Work through the entries below and show every line in which "gravel" is found.
[[ DATA SHOWN open ]]
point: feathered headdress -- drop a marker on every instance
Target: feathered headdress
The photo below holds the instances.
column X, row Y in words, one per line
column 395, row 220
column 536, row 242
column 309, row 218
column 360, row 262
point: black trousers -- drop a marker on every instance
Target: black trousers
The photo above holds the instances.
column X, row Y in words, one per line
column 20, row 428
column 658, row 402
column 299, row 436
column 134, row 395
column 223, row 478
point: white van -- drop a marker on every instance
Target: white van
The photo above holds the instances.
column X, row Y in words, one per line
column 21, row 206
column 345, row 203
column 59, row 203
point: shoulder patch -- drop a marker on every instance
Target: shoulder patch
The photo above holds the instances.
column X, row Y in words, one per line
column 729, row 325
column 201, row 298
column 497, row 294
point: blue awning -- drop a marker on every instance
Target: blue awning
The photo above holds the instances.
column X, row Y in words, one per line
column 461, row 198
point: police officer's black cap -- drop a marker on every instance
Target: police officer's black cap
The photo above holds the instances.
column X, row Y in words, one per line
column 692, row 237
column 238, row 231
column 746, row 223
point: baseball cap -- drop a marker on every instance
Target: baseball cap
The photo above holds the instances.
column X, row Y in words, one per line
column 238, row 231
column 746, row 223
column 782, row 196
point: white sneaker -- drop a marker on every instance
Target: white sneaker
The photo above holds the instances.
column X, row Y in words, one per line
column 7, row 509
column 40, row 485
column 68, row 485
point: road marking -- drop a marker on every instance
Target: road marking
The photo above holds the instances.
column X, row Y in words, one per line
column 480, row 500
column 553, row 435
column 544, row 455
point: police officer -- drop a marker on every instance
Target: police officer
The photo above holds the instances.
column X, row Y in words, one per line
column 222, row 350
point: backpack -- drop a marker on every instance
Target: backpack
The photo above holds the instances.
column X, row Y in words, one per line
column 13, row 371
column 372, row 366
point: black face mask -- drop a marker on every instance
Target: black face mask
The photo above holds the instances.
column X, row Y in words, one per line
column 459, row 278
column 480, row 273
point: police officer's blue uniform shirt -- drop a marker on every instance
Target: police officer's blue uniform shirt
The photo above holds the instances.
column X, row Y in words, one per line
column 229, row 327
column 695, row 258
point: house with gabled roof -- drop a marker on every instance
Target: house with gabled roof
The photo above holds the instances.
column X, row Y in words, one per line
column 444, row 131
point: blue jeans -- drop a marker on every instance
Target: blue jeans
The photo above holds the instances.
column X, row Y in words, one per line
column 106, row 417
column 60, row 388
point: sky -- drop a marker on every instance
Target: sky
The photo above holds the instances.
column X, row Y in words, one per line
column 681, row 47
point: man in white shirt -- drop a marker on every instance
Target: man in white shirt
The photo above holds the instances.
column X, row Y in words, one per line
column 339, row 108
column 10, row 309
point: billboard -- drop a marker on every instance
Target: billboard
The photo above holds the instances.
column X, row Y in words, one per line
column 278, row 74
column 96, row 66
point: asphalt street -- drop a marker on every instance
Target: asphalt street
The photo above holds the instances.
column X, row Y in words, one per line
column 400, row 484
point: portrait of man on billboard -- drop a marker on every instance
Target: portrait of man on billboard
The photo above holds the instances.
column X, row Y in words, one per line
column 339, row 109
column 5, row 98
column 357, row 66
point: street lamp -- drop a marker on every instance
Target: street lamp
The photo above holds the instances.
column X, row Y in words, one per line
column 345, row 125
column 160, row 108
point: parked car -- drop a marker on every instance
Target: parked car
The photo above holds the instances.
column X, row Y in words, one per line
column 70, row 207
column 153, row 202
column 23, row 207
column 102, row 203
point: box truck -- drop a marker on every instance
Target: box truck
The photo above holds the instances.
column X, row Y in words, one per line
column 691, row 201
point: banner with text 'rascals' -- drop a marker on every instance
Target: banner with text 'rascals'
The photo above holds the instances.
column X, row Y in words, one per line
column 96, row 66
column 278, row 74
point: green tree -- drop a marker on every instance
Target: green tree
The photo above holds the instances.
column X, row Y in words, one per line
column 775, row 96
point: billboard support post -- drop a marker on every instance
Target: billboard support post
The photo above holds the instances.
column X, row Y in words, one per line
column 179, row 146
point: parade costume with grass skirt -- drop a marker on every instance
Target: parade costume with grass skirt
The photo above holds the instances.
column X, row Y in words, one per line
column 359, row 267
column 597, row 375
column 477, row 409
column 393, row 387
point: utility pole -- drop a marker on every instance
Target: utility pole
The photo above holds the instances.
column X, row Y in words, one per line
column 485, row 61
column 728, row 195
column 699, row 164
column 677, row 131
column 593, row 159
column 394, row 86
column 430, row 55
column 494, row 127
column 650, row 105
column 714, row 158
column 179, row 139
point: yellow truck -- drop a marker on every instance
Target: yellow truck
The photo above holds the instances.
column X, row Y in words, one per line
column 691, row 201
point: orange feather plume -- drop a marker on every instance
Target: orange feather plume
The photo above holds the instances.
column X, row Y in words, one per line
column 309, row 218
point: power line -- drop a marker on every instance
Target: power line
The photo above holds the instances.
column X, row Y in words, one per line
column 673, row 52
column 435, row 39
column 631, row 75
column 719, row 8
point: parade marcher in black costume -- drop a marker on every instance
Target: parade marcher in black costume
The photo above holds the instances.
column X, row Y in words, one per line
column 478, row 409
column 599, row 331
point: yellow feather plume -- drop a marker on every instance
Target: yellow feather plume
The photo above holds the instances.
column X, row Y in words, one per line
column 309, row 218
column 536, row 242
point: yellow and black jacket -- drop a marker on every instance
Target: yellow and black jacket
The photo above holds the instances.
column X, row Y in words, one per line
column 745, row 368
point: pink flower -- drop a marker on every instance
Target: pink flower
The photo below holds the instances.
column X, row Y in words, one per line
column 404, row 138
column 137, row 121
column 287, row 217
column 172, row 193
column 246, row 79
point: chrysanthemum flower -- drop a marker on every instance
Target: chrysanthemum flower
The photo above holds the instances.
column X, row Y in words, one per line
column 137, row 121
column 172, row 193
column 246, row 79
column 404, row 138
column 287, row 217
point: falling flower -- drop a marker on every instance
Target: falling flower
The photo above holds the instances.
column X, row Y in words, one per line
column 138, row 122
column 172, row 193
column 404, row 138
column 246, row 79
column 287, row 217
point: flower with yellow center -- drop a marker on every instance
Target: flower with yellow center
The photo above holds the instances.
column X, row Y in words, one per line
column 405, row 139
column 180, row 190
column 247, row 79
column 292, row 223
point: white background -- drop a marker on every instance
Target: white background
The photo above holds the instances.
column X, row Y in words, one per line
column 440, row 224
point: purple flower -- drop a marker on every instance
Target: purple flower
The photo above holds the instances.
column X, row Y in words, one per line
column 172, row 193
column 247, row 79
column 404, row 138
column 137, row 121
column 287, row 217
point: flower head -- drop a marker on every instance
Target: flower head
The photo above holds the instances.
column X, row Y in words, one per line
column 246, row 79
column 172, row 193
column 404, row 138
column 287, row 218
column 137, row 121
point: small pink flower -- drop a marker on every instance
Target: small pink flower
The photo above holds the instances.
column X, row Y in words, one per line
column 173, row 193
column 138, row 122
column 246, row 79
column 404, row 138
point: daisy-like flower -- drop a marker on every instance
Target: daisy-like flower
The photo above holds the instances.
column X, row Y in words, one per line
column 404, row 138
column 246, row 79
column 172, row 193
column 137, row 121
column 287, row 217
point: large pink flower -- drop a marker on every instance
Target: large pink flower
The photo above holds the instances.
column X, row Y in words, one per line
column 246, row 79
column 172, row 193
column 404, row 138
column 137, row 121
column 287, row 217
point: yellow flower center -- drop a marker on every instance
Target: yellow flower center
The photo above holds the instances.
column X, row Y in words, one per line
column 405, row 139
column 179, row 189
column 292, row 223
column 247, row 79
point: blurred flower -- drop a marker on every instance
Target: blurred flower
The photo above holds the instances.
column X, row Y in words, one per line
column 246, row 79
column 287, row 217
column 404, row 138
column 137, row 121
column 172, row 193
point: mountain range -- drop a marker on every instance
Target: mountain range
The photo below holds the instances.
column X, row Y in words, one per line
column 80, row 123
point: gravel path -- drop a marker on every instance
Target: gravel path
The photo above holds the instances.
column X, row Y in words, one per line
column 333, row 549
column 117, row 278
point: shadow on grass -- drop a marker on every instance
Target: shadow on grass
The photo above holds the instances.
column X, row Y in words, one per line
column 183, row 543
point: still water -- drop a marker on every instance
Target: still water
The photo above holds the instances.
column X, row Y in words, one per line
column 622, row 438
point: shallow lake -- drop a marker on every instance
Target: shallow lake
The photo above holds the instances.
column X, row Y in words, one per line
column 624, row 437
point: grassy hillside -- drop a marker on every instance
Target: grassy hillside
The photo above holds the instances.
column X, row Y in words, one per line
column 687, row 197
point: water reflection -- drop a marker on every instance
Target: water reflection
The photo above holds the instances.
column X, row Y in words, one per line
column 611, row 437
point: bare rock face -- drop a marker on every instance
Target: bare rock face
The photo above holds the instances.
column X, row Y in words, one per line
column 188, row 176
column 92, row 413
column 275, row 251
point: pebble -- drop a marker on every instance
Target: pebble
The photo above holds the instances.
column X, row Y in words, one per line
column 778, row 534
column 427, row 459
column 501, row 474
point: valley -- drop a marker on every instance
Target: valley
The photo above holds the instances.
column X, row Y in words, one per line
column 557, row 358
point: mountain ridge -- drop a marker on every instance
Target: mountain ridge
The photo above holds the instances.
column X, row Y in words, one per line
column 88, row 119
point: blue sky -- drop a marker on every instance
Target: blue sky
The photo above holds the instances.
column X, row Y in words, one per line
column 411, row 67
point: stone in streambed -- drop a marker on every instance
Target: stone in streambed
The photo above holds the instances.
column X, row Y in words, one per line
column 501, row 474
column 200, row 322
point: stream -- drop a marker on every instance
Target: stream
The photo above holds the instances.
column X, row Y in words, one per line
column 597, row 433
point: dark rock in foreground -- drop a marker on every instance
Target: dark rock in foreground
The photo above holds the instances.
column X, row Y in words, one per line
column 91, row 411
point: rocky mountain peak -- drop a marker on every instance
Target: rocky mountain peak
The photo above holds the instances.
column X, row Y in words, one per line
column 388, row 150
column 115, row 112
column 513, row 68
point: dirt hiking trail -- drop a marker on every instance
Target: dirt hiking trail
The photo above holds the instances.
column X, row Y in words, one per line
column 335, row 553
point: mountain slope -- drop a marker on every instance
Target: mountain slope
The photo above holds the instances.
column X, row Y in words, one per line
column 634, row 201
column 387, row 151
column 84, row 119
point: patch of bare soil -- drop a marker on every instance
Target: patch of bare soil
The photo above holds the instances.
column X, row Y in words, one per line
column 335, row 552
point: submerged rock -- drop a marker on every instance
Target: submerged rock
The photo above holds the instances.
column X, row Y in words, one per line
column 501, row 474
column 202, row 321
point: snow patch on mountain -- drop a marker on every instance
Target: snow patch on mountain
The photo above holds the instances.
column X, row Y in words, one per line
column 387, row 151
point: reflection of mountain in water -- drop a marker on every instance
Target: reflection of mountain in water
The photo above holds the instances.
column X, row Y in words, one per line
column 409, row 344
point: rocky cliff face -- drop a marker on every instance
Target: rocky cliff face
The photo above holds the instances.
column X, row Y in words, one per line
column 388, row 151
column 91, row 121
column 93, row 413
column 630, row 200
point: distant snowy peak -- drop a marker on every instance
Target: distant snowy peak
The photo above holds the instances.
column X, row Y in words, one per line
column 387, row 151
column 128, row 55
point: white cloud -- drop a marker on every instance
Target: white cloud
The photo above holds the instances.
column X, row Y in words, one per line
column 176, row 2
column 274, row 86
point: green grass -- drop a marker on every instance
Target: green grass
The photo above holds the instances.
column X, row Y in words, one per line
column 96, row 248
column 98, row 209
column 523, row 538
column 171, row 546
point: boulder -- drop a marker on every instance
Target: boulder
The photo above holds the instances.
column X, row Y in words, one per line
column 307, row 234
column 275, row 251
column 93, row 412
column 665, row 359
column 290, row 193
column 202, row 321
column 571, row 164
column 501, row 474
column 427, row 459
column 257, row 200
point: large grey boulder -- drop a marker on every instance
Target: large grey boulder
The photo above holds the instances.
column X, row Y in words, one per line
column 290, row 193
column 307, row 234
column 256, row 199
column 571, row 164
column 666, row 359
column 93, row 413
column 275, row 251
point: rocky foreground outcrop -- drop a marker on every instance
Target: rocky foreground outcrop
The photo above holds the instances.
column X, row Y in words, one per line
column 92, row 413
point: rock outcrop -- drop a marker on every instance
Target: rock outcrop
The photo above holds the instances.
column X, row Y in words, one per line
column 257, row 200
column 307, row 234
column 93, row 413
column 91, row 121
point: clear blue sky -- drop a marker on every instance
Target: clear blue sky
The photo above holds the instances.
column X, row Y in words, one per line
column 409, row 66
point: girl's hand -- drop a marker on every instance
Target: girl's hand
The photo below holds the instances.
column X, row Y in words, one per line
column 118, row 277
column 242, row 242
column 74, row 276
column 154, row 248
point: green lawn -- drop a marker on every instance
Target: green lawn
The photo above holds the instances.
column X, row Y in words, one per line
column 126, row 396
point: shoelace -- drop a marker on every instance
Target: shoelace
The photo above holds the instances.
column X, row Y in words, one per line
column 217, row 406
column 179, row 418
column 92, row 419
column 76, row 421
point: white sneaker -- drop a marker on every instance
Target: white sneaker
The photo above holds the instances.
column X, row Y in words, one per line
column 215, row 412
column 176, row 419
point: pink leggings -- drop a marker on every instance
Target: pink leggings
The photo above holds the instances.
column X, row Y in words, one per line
[[ DATA SHOWN closed ]]
§ **SOLVED PROBLEM**:
point: gravel path -- drop a marker on every instance
Target: gravel path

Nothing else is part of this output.